#### [Kutipan]
——
JAKARTA, iNewsTangsel.id-E-commerce atau singkatan dari electronic commerce sudah menjadi suatu kebiasaan yang digunakan oleh masyarakat Indonesia. E-commerce sendiri adalah segala kegiatan transaksi jual beli yang dilakukan dalam dunia maya menggunakan sarana internet. Penggunaan aplikasi-aplikasi e-commerce bukan hanyalah sebuah tren, namun telah berkembang menjadi industri jual beli yang besar dan berpengaruh.
Pelaku utama dari industri ini di negara Indonesia termasuk, Shopee, Tokopedia, Blibli, Lazada, dan Bukalapak. E-commerce bertumbuh pesat di Indonesia. Pada tahun 2023 sendiri, transaksi e-commerce sudah mencapai Rp780 triliun. Angka tersebut akan terus naik hingga diprediksi pada akhir tahun 2024, mencapai Rp 945 triliun. Perkembangan ini didukung oleh internet Indonesia yang kecepatannya terus-menerus meningkat setiap tahunnya.
Hal ini membuat keinginan perusahaan e-commerce internasional untuk mampu menguasai pasar jual-beli online semakin meningkat seiring dengan perkembangan teknologi dan perubahan tren di tengah konsumen. Dengan pertumbuhan yang cepat dalam penggunaan smartphone dan akses internet, banyak pengguna yang beralih ke platform online untuk memenuhi kebutuhan mereka. Perusahaan-perusahaan seperti ini berupaya menjadi aplikasi nomor satu di bidang e-commerce dengan menghadirkan inovasi baru, pengalaman pengguna yang baik, serta berbagai promosi menarik. Mereka juga mengembangkan sistem pembayaran yang efisien, guna memastikan transaksi yang cepat dan aman. Strategi pemasaran yang cerdas dan kolaborasi dengan para pengusaha lokal semakin mendukung upaya mereka untuk menjangkau konsumen yang lebih luas secara global.
——
#### [Latihan]
a – Jawablah tiga pertanyaan berikut berdasarkan kutipan tentang e-commerce.
(i) Apa pengertian e-commerce menurut kutipan ini?
(ii) Berapa nilai transaksi e-commerce di Indonesia pada tahun 2023?
(iii) Selain inovasi baru dan pengalaman pengguna yang baik, apa lagi yang dihadirkan perusahaan-perusahaan itu agar menjadi aplikasi nomor satu?
b – Teruskan kutipan tentang e-commerce di Indonesia, dimulai setelah kalimat terakhirnya.
Baris data di bawah tidak dipakai untuk mengerjakan apa pun di sini.
——
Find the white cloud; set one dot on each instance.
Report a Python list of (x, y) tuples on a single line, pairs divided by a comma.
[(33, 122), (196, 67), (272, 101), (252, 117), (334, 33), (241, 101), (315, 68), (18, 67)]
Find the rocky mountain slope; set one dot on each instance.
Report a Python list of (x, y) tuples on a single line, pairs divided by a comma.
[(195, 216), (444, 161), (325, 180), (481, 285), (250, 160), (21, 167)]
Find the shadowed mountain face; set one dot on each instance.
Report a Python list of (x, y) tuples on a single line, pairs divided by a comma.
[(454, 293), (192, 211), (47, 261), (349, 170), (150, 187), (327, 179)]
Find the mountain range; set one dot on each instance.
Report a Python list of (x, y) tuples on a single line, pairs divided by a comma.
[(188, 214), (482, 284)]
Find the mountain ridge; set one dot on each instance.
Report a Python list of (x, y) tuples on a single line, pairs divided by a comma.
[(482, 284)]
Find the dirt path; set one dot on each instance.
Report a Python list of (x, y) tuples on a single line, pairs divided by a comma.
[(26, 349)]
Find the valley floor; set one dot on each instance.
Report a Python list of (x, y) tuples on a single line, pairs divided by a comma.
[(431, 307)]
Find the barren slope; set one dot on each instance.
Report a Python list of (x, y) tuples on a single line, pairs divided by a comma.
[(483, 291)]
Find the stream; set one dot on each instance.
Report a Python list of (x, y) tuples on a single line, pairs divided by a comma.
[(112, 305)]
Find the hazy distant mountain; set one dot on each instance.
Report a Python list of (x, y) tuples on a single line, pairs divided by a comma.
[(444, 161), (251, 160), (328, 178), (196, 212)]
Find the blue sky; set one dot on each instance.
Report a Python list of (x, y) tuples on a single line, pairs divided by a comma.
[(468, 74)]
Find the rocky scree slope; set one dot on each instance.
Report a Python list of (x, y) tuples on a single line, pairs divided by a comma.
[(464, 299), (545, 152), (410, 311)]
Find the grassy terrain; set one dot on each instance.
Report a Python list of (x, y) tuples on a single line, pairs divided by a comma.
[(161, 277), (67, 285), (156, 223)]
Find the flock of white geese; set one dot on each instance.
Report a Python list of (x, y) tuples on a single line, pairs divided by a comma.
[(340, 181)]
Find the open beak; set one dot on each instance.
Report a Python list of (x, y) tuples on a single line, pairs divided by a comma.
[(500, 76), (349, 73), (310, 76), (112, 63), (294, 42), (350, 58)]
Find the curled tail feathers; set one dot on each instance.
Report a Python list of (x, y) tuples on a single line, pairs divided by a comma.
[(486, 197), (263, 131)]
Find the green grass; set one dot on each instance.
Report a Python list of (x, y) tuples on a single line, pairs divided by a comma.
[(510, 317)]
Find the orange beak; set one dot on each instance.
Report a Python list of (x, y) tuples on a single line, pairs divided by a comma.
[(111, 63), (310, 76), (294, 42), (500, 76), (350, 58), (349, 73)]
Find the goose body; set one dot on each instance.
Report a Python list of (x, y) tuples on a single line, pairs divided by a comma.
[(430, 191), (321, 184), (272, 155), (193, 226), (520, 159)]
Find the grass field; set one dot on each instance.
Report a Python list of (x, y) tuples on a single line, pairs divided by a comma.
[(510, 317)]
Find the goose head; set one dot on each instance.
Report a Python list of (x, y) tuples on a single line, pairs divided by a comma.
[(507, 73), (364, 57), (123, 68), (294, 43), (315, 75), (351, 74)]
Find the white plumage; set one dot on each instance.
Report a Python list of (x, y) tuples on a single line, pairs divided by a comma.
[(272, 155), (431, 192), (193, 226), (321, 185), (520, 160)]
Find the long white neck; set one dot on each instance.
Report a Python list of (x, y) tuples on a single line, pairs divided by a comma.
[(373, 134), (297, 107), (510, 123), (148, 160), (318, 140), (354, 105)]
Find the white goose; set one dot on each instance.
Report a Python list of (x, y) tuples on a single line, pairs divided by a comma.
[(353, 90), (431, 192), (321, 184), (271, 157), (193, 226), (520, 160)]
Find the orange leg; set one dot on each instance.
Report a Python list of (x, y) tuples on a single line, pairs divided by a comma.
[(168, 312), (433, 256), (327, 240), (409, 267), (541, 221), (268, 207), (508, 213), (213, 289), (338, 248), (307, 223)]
——
#### [Kunci Jawaban]
a –
(i) Segala kegiatan transaksi jual beli yang dilakukan dalam dunia maya menggunakan sarana internet.
(ii) Rp780 triliun.
(iii) Berbagai promosi menarik.

b –
TEMU sebuah aplikasi e-commerce yang berasal dari China
Dengan perkembangnya teknologi, aplikasi-aplikasi e-commerce akan terus berkembang. Akan ada aplikasi baru dari berbagai negara. Salah satu contoh e-commerce yang akan dianalisa, ialah TEMU. TEMU merupakan sebuah aplikasi e-commerce yang berasal dari China. Hal yang membedakan TEMU dengan aplikasi e-commerce lainnya, TEMU menjual produk-produk mereka langsung dari produsen atau pabriknya sendiri. Tanpa adanya pihak ketiga atau reseller, konsumen dapat membeli barang jualan TEMU dengan harga yang sangat terjangkau. Cara bisnis TEMU berhasil karena menarik banyak pelanggan dengan harga murah. Artinya, meskipun margin keuntungannya lebih kecil dibandingkan penjual dalam negeri, angka penjualannya tetap tinggi untuk menghasilkan keuntungan.
Sejak dirilisnya aplikasi TEMU, mereka telah menganut strategi pemasaran yang agresif dan telah mendominasi media sosial. Dengan cara pemasaran mereka, telah menarik perhatian konsumen dari berbagai negara termasuk Amerika Serikat dan Inggris. Di Inggris, TEMU berhasil menjadi salah satu aplikasi berbasis online shopping paling banyak diunduh. Hal tersebut menandakan bahwa merk dari China bisa menguasai pasar internasional. Begitu pula di Amerika Serikat, pada bulan Oktober lalu, TEMU mencatat sudah memiliki lebih dari 100 juta pengguna.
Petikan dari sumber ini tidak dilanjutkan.